Studio album by L.A. Guns
- Released: March 29, 2019
- Recorded: 2018
- Studio: Big Bad Sound, Los Angeles, California; Pull Studios, New York, New York
- Genre: Glam metal
- Length: 50:39
- Label: Frontiers
- Producer: Tracii Guns

L.A. Guns chronology
| The Missing Peace (2017) | The Devil You Know (2019) | Checkered Past (2021) |

Singles from The Devil You Know
- "Stay Away" Released: 2019; "Rage" Released: 2019;

= The Devil You Know (L.A. Guns album) =

The Devil You Know is the 12th studio album by American hard rock band L.A. Guns. The album was produced by Tracii Guns and released by Frontiers Records on March 29, 2019.

====

**WHAT TO WORK ON:**
1) List every album title that appears in the chronology line of the album article about The Devil You Know.
2) Write the next part of the article about the L.A. Guns album The Devil You Know, picking up after its final sentence.

====

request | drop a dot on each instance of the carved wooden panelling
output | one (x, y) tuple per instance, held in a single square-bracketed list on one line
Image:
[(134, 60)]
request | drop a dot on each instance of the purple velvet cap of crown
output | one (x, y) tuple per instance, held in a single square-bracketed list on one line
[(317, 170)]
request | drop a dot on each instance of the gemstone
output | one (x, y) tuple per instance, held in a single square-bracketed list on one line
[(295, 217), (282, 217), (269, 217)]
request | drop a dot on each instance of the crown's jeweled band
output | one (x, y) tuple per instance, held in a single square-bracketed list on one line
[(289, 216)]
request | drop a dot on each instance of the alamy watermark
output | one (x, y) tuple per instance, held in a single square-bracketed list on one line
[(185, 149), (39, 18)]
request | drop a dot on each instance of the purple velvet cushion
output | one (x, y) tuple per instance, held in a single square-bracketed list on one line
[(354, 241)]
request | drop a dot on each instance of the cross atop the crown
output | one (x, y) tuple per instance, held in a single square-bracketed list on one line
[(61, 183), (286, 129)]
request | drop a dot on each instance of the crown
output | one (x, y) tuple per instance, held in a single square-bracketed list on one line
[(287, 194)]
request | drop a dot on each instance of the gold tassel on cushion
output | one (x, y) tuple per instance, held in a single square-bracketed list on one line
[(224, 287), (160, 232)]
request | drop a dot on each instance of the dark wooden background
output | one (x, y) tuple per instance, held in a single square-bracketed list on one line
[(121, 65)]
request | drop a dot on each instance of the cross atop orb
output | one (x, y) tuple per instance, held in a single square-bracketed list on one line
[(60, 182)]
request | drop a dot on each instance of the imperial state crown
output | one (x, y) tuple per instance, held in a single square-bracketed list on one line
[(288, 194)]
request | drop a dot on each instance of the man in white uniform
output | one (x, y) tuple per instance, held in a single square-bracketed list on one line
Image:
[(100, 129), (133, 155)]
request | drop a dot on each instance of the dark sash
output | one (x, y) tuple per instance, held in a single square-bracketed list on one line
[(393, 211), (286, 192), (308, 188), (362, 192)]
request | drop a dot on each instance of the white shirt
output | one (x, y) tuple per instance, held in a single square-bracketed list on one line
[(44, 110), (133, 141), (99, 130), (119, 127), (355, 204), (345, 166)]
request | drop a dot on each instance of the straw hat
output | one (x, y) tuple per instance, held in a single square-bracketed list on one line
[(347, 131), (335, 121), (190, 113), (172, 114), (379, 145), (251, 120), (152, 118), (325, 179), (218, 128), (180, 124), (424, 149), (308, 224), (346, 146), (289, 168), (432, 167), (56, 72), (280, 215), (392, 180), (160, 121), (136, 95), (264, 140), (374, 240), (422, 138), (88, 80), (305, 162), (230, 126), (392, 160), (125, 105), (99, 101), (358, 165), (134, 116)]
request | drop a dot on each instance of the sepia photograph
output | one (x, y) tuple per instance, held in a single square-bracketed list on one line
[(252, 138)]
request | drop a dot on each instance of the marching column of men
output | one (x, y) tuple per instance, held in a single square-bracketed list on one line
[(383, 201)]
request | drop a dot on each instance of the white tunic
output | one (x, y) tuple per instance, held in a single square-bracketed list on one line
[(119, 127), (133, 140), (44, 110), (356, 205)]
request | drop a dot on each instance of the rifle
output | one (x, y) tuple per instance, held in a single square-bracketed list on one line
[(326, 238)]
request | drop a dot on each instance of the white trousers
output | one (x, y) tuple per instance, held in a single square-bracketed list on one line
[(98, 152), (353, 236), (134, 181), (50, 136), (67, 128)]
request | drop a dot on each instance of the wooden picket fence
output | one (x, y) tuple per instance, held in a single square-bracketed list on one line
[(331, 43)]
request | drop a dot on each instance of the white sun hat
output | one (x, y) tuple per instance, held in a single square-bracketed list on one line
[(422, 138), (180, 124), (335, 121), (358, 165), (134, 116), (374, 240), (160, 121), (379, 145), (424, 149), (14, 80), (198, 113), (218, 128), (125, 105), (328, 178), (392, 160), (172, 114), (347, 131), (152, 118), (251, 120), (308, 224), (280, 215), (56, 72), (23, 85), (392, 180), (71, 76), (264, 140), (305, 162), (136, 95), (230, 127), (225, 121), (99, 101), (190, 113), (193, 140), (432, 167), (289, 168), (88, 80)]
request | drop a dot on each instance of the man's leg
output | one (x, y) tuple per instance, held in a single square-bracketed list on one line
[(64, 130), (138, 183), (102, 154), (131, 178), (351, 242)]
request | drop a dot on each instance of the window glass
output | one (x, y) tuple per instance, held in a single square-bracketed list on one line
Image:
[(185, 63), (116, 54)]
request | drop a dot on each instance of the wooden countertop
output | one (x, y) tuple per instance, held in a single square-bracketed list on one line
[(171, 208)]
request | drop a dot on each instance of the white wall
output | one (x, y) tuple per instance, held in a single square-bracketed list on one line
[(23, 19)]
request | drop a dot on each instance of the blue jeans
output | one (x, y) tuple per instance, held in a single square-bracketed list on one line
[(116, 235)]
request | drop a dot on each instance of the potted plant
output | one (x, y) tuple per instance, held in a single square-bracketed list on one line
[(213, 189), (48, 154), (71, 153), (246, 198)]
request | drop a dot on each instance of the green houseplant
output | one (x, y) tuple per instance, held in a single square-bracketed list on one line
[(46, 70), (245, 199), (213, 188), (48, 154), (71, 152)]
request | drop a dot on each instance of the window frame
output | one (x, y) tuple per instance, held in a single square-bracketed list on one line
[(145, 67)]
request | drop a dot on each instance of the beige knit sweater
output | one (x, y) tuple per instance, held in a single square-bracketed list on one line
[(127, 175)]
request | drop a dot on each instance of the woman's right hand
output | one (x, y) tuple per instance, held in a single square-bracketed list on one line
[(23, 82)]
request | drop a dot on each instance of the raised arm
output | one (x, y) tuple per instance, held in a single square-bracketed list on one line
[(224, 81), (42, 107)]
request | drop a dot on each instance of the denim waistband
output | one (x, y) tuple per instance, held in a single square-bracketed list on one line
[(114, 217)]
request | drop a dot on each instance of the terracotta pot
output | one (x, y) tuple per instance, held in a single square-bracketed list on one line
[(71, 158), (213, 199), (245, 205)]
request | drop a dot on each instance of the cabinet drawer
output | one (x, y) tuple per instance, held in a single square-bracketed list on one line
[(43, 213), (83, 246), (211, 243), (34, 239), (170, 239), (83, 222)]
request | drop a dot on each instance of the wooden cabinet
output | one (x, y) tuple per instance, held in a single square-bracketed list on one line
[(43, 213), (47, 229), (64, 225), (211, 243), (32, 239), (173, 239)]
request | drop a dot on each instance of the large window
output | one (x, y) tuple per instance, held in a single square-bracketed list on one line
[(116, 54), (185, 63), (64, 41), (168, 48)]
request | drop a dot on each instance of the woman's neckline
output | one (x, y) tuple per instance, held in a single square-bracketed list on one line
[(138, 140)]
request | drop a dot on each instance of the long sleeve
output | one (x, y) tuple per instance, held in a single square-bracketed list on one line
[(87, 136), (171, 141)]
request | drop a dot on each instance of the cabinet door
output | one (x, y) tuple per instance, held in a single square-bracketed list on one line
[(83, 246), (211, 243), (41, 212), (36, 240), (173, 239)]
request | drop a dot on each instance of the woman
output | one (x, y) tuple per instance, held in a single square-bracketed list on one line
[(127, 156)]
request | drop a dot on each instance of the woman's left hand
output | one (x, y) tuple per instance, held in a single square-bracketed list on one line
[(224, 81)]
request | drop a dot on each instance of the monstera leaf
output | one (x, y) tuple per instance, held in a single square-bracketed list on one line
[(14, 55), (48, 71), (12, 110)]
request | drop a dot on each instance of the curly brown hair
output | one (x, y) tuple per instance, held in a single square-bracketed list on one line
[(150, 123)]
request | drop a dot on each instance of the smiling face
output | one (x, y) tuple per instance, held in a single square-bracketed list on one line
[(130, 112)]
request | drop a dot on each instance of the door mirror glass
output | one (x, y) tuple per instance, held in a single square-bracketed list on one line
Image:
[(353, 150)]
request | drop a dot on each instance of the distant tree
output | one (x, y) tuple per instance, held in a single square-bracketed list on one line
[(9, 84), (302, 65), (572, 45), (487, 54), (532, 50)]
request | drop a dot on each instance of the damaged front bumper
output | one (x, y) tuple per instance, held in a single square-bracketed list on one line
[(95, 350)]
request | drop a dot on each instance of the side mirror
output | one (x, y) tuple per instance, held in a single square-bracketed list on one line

====

**THE RESULTS:**
1) The Missing Peace (2017), The Devil You Know (2019), Checkered Past (2021)

2)
==Background==
Tracii Guns stated that after the success of the previous album The Missing Peace they decided to continue with the same metal sound, saying that he drew influence from the New Wave of British Heavy Metal, while also sticking to the band's roots and influences from the 1960s and 1970s. Although Ace Von Johnson is credited on rhythm guitar, he does not play on the album. Tracii Guns plays all the electric guitars on this album.

==Chart performance==
"The Devil You Know" reached No. 38 on the Billboard Current Album Sales Chart, No. 45 on the Billboard Album Sales Chart, and No. 10 on the Billboard Independent Album Sales Chart. Neither of the two singles, "Rage" and "Stay Away", released from the album charted.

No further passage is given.